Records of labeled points

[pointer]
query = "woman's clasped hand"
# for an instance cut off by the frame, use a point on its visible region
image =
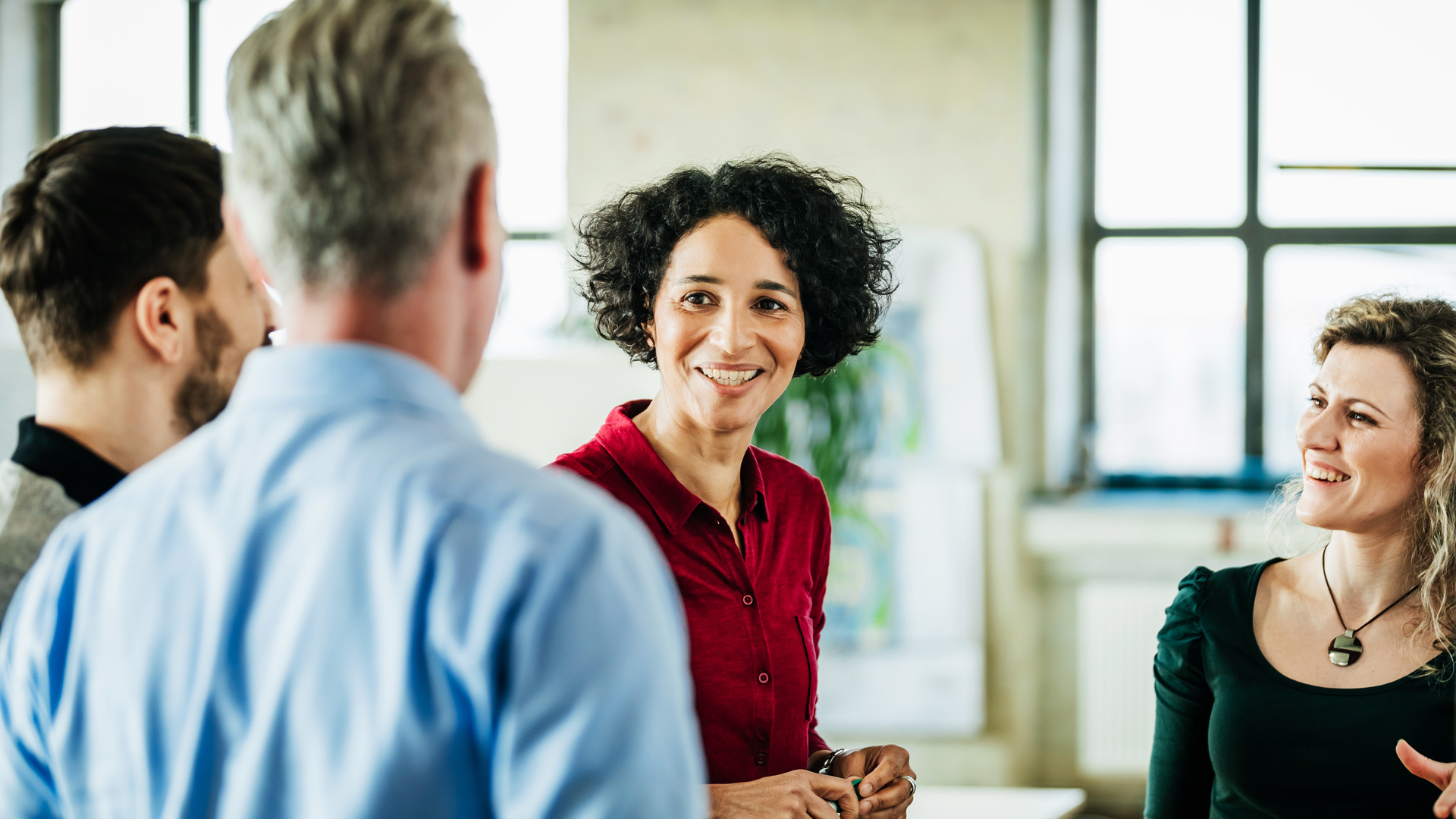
(883, 792)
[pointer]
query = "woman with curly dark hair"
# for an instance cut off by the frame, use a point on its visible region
(731, 283)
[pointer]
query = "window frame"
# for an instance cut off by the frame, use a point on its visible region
(1257, 240)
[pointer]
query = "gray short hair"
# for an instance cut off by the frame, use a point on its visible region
(356, 124)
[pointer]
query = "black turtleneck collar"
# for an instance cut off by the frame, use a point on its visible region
(53, 453)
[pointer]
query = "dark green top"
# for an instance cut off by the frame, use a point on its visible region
(1238, 739)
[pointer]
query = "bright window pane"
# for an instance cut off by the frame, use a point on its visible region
(522, 52)
(1348, 82)
(1171, 112)
(226, 24)
(1169, 356)
(1302, 283)
(123, 63)
(535, 295)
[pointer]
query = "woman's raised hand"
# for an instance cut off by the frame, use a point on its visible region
(788, 796)
(883, 793)
(1436, 773)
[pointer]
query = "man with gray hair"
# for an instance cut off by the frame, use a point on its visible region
(334, 601)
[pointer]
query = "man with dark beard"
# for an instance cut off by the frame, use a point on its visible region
(134, 311)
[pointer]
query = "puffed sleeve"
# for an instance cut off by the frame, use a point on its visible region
(1180, 777)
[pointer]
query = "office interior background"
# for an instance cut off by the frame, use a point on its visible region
(1123, 222)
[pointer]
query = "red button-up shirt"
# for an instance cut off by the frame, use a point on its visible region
(753, 617)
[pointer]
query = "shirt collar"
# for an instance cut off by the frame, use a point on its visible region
(664, 493)
(346, 375)
(53, 453)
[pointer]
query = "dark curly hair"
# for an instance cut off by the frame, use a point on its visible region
(819, 221)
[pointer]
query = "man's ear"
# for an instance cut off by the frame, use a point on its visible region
(479, 219)
(161, 314)
(234, 223)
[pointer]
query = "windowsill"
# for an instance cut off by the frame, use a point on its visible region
(1159, 525)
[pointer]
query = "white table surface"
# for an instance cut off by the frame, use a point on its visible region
(934, 802)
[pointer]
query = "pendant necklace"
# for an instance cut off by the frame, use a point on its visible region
(1346, 649)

### [Problem]
In your copy of the listing above, reproduce each line exactly and omit all pictures.

### [Worked solution]
[pointer]
query = "woman's clasped hand"
# for an instance cut off by the frame, use a point on its visible region
image =
(883, 792)
[pointer]
query = "woman with curly dark hair"
# for an instance cut off by the frame, use a point on its visible region
(731, 283)
[pointer]
query = "window frame"
# for an instance cut off by the frame, use a point on its visible region
(1257, 240)
[pointer]
query = "gray short hair"
# for an instance cut off by the frame, use a point on its visible region
(356, 124)
[pointer]
query = "black turtleneck collar"
# for an instance cut off by the frame, use a point on its visible region
(53, 453)
[pointer]
query = "dark green top"
# for an instance cut off by the frame, use a point on its visible region
(1238, 739)
[pointer]
query = "bright window pane"
# for an instance cut off by the frame, use a point on its visible region
(522, 52)
(1348, 82)
(1171, 112)
(226, 24)
(1169, 356)
(1302, 283)
(123, 63)
(535, 295)
[pointer]
query = "woman's raised hand"
# for an instance cut off by the frame, use a point on its visible region
(788, 796)
(883, 793)
(1436, 773)
[pointer]
query = "man with gray hair"
# for an instance cut off by the frame, use a point on its visible region
(334, 601)
[pointer]
query = "man with dark beard"
# for an instance cut off by the frame, use a point on its visible region
(134, 311)
[pointer]
query = "puffed sleeve"
# for an instance cut off by the frame, use a point on its visible region
(1180, 777)
[pointer]
query = "office interior background"
# for an instance cut off by the frame, use a point on its visible region
(1123, 222)
[pointer]
query = "red button-up shirt"
# for an instance cut off by the frame, use a point on its visible region
(753, 617)
[pointer]
query = "shirt collar"
# for an instance cut off by the frame, use a point on its visible region
(664, 493)
(346, 375)
(53, 453)
[pointer]
query = "dark curly hair"
# for an instance cut off by the frame, use a point on its visible region
(819, 221)
[pointer]
query = "man's ear"
# for an instance cut off by the frame, use a point on its visible region
(479, 219)
(161, 314)
(234, 223)
[pointer]
query = "windowsill"
# for an instance cut off by the frame, use a point on its visible region
(1159, 525)
[pointer]
query = "white table surface"
# for an instance cut off by the frame, use a point on its visible region
(934, 802)
[pointer]
query = "pendant necklace"
# for an instance cut off by the frame, use a point on its visible region
(1346, 649)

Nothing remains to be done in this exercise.